▶ _WRITTEN INSTRUCTION_: Arrange the lines below as a Markdown table with the columns Row and Text, numbering each row and skipping any blank lines. Leave the pictures out of the table.

_____

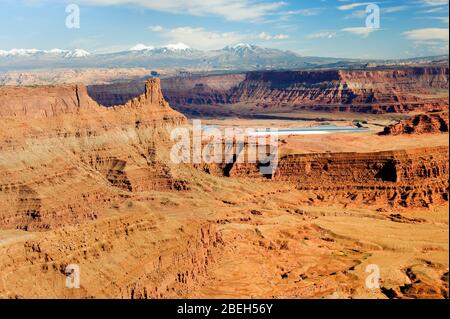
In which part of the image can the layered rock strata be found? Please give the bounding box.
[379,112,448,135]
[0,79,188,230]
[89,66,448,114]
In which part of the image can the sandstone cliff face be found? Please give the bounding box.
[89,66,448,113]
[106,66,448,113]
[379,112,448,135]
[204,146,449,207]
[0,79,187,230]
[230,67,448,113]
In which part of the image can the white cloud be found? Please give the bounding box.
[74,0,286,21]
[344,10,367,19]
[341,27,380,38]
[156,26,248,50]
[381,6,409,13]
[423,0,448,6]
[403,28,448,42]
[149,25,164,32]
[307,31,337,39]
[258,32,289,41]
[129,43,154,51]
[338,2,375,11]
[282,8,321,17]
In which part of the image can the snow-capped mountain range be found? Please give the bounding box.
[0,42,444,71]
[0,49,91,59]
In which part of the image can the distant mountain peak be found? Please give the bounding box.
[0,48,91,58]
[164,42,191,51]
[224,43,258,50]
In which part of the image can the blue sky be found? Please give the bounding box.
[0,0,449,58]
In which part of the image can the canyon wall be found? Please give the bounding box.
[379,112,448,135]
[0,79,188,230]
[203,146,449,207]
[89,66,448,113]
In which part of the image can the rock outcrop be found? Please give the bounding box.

_____

▶ _ANSWER IN FULL_:
| Row | Text |
|---|---|
| 1 | In which part of the image can the layered rock strata be found? Please give the bounding box. |
| 2 | [379,112,448,135] |
| 3 | [0,79,188,230] |
| 4 | [89,66,448,114] |
| 5 | In which part of the image can the sandstone cliff face be found? Please give the bounding box. |
| 6 | [89,66,448,113] |
| 7 | [106,66,448,113] |
| 8 | [379,112,448,135] |
| 9 | [204,146,449,207] |
| 10 | [0,79,187,230] |
| 11 | [230,67,448,113] |
| 12 | In which part of the image can the white cloud be found? Please give the bounding box. |
| 13 | [74,0,286,21] |
| 14 | [344,10,367,19] |
| 15 | [341,27,380,38] |
| 16 | [156,26,248,50] |
| 17 | [381,6,409,13] |
| 18 | [423,0,448,6] |
| 19 | [403,28,448,42] |
| 20 | [149,25,164,32] |
| 21 | [307,31,337,39] |
| 22 | [258,32,289,41] |
| 23 | [129,43,154,51] |
| 24 | [338,2,375,11] |
| 25 | [282,8,321,17] |
| 26 | In which part of the image can the snow-capped mountain range be found? Please give the bounding box. |
| 27 | [0,42,444,71] |
| 28 | [0,49,91,59] |
| 29 | In which part of the image can the distant mountain peak be found? Please give the bounding box. |
| 30 | [0,48,91,58] |
| 31 | [164,42,191,51] |
| 32 | [224,43,258,50] |
| 33 | In which part of the image can the blue sky be found? Please give the bounding box. |
| 34 | [0,0,449,58] |
| 35 | In which part of the image can the canyon wall be found? Please give the bounding box. |
| 36 | [379,112,448,135] |
| 37 | [0,79,188,230] |
| 38 | [203,146,449,207] |
| 39 | [89,66,448,113] |
| 40 | In which part of the image can the rock outcrop be found? Please give the bounding box. |